▸ **TASK OBJECTIVE**
Pick out each line of the material below that contains the string "target" and copy those lines unchanged. Matching is case-sensitive.

▸ **DATA**

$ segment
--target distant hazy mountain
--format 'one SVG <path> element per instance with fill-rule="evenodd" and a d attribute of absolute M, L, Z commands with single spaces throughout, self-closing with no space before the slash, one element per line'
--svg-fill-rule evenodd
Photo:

---

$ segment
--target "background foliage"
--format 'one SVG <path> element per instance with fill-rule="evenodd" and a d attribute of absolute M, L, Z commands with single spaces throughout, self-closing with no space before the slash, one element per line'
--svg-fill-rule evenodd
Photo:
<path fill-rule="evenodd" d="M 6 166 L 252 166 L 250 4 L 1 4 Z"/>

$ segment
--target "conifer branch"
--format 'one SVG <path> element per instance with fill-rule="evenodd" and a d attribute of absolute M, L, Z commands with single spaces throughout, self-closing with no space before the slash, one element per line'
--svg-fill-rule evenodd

--

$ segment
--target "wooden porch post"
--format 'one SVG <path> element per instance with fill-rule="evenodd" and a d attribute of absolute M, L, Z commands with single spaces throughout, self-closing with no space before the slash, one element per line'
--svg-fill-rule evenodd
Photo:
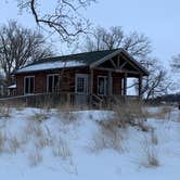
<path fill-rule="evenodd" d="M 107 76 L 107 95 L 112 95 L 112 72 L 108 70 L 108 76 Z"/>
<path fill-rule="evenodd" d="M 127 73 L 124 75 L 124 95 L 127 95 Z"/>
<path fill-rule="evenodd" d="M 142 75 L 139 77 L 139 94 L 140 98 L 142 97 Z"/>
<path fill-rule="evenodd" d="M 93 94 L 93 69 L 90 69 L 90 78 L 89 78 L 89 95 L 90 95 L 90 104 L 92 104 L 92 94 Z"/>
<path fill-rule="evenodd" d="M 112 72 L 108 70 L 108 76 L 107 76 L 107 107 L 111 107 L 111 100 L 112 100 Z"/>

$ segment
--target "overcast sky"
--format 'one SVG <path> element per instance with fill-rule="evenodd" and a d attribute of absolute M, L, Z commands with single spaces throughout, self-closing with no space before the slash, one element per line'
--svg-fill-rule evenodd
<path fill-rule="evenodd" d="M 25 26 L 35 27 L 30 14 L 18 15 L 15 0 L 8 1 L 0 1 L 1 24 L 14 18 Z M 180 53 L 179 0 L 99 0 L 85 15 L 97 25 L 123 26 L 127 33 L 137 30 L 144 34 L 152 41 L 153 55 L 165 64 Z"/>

▸ **RESULT FOR THIS TASK**
--target distant hazy mountain
--target "background foliage"
--target "conifer branch"
--target "wooden porch post"
--target "overcast sky"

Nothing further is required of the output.